Exercise instructions: Here are the records. Write out exactly the lines between the one holding "Is there at least one bus" and the one holding "Is there at least one pedestrian", inclusive.
*** Opening Source data ***
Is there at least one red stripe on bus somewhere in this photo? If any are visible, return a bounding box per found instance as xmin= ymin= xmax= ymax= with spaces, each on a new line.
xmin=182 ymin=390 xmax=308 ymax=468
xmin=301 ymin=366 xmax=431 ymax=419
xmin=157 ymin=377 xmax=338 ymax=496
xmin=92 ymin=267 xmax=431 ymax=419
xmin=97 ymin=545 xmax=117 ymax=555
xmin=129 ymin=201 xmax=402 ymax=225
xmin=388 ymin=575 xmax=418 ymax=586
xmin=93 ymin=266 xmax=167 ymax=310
*** Closing Source data ***
*** Opening Source data ***
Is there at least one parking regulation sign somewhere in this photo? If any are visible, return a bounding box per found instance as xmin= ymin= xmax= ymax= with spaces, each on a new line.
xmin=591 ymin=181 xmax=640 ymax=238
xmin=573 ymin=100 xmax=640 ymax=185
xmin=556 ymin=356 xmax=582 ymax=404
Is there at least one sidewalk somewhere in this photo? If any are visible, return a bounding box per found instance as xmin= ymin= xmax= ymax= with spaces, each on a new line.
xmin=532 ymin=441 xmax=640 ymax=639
*** Closing Source data ***
*** Opening Source data ***
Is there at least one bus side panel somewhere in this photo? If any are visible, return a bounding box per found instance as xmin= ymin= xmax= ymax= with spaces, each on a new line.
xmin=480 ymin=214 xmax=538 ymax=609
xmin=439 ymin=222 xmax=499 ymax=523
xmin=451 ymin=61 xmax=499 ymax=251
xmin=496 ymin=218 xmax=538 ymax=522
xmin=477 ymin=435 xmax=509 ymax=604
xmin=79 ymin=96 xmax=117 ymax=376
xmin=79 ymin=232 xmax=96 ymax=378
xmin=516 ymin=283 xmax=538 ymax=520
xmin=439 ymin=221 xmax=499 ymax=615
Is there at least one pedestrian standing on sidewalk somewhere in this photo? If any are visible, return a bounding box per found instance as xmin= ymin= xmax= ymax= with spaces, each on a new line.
*** Closing Source data ***
Solution to this task:
Is there at least one bus side panel somewhere in this photo? If any are visible, return a bounding box per found instance as xmin= ymin= xmax= ymax= with spaces, each on a new line.
xmin=480 ymin=214 xmax=538 ymax=609
xmin=439 ymin=222 xmax=499 ymax=523
xmin=451 ymin=61 xmax=499 ymax=251
xmin=496 ymin=218 xmax=538 ymax=522
xmin=477 ymin=435 xmax=509 ymax=604
xmin=79 ymin=96 xmax=117 ymax=376
xmin=79 ymin=232 xmax=96 ymax=378
xmin=516 ymin=283 xmax=538 ymax=520
xmin=439 ymin=221 xmax=499 ymax=615
Is there at least one pedestrian standing on sidewalk somewhere in this photo? If any are visible, return a bounding box per found instance as xmin= ymin= xmax= ymax= with spaces, each on a new line.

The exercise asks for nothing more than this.